To do:
Select each line in the rows below that contains the string "outline", and copy every such line in full.

[Lines of data]
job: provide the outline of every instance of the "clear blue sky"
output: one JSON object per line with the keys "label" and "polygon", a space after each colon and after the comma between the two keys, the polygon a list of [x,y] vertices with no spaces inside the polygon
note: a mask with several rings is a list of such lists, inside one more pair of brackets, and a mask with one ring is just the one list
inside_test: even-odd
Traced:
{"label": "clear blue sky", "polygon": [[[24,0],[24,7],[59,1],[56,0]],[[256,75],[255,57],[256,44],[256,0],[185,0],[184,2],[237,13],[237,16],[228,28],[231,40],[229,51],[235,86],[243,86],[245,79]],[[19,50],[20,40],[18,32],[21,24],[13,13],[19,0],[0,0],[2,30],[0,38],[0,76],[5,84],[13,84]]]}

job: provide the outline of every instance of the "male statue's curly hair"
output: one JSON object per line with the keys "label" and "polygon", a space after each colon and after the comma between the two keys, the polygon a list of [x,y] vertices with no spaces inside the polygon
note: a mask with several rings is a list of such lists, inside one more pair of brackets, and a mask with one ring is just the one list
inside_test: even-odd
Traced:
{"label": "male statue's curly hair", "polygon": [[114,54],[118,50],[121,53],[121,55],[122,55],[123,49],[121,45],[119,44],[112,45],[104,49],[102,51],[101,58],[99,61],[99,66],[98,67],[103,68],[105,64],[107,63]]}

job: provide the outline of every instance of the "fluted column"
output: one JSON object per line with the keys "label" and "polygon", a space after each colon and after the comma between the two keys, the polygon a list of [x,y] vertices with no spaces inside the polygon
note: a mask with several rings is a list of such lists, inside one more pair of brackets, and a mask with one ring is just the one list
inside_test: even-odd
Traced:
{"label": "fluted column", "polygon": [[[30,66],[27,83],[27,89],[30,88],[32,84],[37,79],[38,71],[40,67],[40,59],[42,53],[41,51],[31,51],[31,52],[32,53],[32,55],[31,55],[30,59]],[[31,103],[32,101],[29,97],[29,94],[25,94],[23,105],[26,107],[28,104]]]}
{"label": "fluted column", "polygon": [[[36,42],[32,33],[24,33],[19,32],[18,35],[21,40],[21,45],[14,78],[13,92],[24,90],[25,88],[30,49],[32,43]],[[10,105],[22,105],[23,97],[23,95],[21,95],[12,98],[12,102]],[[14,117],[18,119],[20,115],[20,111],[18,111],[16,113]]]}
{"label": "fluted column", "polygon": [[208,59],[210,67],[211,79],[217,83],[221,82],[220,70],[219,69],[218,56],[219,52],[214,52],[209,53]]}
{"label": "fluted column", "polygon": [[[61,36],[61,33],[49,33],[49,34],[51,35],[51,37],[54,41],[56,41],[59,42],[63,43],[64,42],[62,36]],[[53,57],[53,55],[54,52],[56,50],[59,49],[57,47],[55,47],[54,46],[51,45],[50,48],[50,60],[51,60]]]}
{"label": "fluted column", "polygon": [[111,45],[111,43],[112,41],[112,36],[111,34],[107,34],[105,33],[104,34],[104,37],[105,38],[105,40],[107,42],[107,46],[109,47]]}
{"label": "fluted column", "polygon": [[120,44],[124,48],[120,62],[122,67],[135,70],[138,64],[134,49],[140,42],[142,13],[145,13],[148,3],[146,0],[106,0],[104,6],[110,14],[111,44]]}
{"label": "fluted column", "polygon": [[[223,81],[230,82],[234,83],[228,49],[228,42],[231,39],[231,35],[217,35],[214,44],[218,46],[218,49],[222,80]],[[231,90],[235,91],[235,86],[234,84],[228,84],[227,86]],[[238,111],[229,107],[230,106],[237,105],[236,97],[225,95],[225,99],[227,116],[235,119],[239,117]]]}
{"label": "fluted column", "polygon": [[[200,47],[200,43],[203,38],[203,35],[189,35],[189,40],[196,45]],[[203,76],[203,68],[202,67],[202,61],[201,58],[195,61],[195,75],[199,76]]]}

Full solution:
job: provide the outline of every instance of the "clear blue sky"
job: provide the outline of every instance of the "male statue's curly hair"
job: provide the outline of every instance of the "fluted column"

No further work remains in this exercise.